Prompt
Rewrite every line of the listing from its beginning through the line containing "192], [340, 203]]", including that line. Add 54 to each coordinate in the answers and leave all other text unchanged.

Records provided

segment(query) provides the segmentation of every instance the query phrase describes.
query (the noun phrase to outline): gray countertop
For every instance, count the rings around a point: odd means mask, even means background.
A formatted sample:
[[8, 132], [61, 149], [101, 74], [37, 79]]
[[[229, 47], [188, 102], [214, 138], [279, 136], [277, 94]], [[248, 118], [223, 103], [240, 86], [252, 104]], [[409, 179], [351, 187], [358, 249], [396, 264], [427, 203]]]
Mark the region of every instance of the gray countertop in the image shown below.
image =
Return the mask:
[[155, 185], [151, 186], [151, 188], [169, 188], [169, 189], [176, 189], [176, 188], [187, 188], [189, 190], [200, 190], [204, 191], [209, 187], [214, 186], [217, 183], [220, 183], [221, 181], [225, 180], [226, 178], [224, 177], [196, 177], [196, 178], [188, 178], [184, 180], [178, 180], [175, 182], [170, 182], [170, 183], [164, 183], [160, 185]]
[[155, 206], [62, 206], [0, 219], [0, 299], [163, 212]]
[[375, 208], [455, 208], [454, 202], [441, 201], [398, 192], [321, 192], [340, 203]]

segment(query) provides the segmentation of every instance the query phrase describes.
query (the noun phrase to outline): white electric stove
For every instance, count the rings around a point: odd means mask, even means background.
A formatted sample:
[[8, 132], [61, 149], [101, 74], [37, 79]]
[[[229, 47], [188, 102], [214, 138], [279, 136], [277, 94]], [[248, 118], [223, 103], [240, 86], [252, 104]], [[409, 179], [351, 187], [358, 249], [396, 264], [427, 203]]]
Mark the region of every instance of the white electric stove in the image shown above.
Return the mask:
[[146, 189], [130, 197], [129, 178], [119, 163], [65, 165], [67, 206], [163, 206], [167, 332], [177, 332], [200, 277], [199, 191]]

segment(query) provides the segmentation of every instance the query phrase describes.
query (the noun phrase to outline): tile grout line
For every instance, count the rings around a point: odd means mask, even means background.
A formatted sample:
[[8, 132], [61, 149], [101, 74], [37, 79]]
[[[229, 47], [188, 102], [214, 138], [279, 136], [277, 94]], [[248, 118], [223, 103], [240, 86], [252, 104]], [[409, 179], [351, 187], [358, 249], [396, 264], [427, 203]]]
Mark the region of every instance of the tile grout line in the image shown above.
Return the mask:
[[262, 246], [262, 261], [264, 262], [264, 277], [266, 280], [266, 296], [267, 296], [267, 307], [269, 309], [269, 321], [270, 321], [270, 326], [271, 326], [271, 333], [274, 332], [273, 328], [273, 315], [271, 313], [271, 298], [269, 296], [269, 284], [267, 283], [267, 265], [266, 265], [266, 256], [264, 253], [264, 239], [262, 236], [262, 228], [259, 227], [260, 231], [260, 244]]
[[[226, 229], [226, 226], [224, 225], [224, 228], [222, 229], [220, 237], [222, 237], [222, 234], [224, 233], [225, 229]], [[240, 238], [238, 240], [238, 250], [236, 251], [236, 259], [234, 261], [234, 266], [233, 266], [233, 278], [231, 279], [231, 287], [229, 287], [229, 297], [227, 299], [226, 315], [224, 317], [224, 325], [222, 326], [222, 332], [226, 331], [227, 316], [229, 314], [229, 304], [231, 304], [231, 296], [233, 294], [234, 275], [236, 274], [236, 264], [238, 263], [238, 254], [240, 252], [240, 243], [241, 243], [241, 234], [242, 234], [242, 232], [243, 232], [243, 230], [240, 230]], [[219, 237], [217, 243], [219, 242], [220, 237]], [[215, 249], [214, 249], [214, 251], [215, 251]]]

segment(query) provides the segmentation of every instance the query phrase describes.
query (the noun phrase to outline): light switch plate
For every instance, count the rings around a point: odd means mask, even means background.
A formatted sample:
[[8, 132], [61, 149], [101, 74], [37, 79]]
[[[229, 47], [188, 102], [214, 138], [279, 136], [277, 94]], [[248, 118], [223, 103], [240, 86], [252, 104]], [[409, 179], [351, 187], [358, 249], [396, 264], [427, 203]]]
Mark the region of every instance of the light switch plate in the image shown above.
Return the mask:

Finished task
segment(query) provides the segmentation of every instance the query phrase describes.
query (the noun phrase to outline): gray countertop
For every instance, count the rings around a point: odd means mask, even means background.
A formatted sample:
[[8, 132], [61, 149], [101, 74], [37, 79]]
[[[229, 47], [188, 102], [214, 138], [279, 136], [277, 94]], [[248, 118], [223, 103], [240, 86], [252, 104]], [[409, 179], [351, 187], [358, 249], [396, 264], [427, 203]]]
Mark the region of every instance of the gray countertop in the image shown below.
image =
Return the mask:
[[209, 239], [205, 240], [205, 242], [223, 242], [223, 243], [230, 243], [230, 242], [241, 242], [243, 244], [254, 244], [258, 245], [263, 241], [268, 240], [271, 237], [274, 237], [275, 235], [279, 234], [280, 232], [278, 231], [250, 231], [250, 232], [242, 232], [238, 234], [232, 234], [229, 236], [224, 236], [224, 237], [218, 237], [214, 239]]
[[209, 260], [116, 260], [54, 273], [54, 353], [217, 266]]
[[429, 262], [509, 262], [508, 256], [495, 255], [452, 246], [375, 246], [394, 257]]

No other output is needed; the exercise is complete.